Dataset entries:
§ §
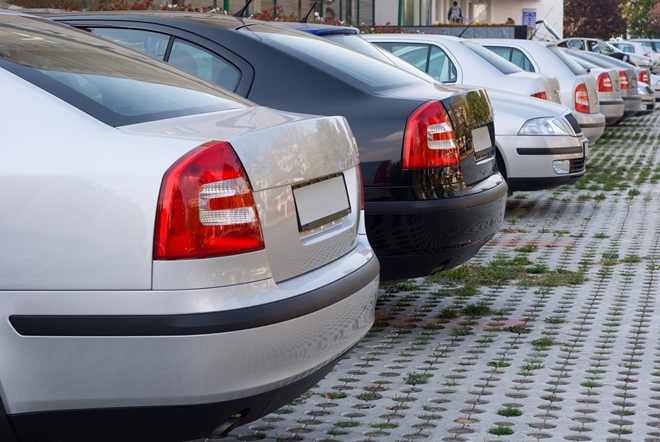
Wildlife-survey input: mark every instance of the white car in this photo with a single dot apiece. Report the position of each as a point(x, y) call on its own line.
point(174, 260)
point(609, 89)
point(578, 89)
point(636, 47)
point(539, 144)
point(599, 46)
point(628, 75)
point(453, 60)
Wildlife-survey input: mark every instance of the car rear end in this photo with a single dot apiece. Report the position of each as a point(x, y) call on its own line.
point(186, 263)
point(581, 95)
point(609, 90)
point(447, 201)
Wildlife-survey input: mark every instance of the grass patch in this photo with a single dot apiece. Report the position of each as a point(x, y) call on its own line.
point(404, 286)
point(503, 270)
point(480, 308)
point(509, 412)
point(500, 431)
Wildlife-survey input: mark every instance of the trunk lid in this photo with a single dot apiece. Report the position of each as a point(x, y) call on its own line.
point(304, 176)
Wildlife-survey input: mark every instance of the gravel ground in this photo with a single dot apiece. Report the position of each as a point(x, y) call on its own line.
point(550, 332)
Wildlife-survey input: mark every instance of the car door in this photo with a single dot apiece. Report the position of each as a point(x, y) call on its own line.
point(427, 57)
point(187, 51)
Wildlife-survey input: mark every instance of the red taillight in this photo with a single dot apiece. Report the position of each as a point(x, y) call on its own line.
point(361, 186)
point(581, 98)
point(604, 82)
point(429, 140)
point(206, 208)
point(643, 77)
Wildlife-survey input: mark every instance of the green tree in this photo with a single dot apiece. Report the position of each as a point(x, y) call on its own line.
point(636, 13)
point(594, 18)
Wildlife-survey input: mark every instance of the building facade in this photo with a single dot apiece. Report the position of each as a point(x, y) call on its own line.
point(413, 12)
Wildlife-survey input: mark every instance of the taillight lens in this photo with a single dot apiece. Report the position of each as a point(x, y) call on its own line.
point(429, 140)
point(205, 207)
point(581, 98)
point(604, 82)
point(643, 77)
point(624, 79)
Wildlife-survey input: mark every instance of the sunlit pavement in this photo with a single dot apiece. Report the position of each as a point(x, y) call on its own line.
point(551, 332)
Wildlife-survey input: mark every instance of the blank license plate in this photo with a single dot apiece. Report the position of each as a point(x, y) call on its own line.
point(321, 202)
point(481, 139)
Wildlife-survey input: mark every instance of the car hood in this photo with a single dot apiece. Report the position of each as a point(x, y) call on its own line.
point(512, 110)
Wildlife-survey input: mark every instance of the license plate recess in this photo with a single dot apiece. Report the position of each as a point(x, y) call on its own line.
point(320, 202)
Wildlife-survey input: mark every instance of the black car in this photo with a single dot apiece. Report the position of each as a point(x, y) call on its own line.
point(432, 199)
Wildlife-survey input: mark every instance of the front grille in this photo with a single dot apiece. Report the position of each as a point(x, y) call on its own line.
point(573, 122)
point(577, 165)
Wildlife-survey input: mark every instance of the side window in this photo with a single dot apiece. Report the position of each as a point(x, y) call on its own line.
point(415, 54)
point(604, 49)
point(150, 43)
point(575, 43)
point(204, 64)
point(520, 59)
point(441, 67)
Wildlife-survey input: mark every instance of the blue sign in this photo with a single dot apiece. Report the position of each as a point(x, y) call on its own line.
point(529, 17)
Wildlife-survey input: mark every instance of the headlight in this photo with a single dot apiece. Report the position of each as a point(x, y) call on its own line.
point(545, 126)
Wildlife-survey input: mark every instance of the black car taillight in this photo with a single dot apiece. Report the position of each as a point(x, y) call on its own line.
point(429, 139)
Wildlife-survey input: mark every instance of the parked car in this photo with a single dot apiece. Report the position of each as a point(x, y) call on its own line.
point(453, 60)
point(174, 260)
point(539, 144)
point(627, 77)
point(599, 46)
point(432, 199)
point(636, 47)
point(578, 89)
point(609, 89)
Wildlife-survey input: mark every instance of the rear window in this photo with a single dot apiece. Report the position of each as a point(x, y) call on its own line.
point(573, 65)
point(115, 85)
point(498, 62)
point(353, 67)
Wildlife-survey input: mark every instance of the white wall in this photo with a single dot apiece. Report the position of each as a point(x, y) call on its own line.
point(551, 10)
point(387, 11)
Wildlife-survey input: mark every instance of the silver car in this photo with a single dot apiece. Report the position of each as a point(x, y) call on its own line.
point(609, 89)
point(174, 261)
point(628, 79)
point(453, 60)
point(579, 90)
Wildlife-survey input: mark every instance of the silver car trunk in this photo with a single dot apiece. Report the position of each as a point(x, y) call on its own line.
point(307, 164)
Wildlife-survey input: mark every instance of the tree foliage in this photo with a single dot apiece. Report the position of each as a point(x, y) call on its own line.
point(594, 18)
point(637, 14)
point(654, 16)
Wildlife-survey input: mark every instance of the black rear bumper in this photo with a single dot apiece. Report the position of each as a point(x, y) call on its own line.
point(418, 238)
point(153, 424)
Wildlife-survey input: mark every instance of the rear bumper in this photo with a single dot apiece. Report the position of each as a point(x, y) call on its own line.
point(177, 376)
point(417, 238)
point(529, 160)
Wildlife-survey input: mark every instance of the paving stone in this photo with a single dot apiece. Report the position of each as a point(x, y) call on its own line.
point(554, 362)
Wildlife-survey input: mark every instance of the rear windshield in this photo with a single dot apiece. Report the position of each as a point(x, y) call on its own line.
point(112, 84)
point(350, 66)
point(573, 65)
point(502, 65)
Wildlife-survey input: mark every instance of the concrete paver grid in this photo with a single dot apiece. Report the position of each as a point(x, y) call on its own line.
point(541, 362)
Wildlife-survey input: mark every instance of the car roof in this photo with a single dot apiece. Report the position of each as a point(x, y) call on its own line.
point(320, 29)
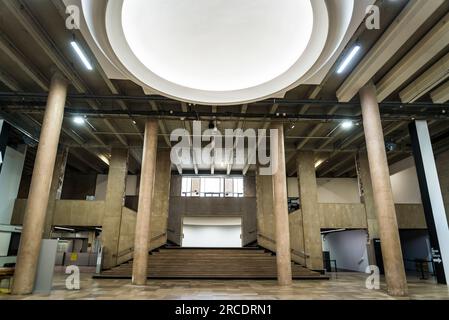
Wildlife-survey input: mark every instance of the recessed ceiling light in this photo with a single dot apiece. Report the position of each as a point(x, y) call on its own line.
point(79, 120)
point(347, 124)
point(348, 59)
point(81, 55)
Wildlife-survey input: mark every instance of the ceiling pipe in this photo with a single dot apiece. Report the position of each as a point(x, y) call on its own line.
point(10, 96)
point(435, 114)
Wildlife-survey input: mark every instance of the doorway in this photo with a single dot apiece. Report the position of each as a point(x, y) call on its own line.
point(211, 232)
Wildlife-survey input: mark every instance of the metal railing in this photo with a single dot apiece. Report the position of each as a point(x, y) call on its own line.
point(131, 249)
point(212, 194)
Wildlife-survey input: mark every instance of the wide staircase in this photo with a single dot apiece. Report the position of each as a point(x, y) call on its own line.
point(184, 263)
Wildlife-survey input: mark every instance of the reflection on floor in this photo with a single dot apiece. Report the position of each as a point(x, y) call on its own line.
point(341, 286)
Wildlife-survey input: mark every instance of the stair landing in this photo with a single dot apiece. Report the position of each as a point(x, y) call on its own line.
point(185, 263)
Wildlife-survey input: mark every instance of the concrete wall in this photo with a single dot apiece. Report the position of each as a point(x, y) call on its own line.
point(332, 216)
point(181, 207)
point(348, 248)
point(77, 213)
point(405, 186)
point(102, 181)
point(341, 190)
point(330, 190)
point(10, 177)
point(265, 216)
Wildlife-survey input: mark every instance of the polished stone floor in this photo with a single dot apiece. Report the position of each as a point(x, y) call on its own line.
point(341, 287)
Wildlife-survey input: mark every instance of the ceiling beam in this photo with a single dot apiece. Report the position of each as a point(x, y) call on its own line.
point(239, 126)
point(23, 15)
point(337, 165)
point(430, 79)
point(19, 59)
point(412, 17)
point(265, 126)
point(432, 44)
point(441, 94)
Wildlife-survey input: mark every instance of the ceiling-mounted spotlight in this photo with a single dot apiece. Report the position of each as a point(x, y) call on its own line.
point(391, 146)
point(79, 120)
point(81, 55)
point(347, 124)
point(213, 126)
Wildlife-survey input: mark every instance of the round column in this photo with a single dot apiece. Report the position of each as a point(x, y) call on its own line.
point(382, 193)
point(36, 209)
point(280, 206)
point(143, 230)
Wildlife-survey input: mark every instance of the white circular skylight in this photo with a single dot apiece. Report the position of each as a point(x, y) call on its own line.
point(219, 52)
point(217, 45)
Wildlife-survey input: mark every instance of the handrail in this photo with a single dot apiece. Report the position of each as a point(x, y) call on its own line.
point(131, 249)
point(295, 252)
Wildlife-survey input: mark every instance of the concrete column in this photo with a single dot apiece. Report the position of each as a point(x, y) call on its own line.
point(143, 230)
point(308, 192)
point(367, 198)
point(382, 193)
point(161, 199)
point(55, 189)
point(36, 209)
point(280, 208)
point(115, 199)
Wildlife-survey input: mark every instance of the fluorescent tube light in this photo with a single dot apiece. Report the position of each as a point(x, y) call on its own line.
point(81, 55)
point(348, 59)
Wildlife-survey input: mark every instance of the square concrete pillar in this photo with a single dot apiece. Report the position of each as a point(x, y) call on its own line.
point(367, 198)
point(115, 199)
point(55, 189)
point(308, 192)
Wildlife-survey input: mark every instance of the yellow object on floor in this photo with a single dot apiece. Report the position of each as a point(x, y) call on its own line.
point(5, 291)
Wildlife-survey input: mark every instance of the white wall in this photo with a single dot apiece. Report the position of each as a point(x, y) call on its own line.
point(10, 177)
point(404, 182)
point(338, 190)
point(102, 182)
point(348, 248)
point(207, 232)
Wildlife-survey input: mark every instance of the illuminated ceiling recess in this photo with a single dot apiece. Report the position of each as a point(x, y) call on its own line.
point(219, 52)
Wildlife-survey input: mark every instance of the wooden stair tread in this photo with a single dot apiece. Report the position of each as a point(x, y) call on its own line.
point(233, 263)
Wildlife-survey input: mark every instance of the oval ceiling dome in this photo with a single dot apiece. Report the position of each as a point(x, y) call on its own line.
point(219, 52)
point(217, 45)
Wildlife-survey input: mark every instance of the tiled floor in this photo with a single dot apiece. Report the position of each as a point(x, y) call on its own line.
point(341, 286)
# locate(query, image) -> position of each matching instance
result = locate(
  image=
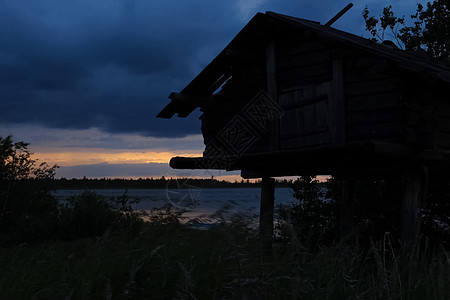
§ §
WHAT THIS TASK INVOLVES> Tell how many lines in the entries above include the string "image", and write nothing but the number.

TASK RESPONSE> 2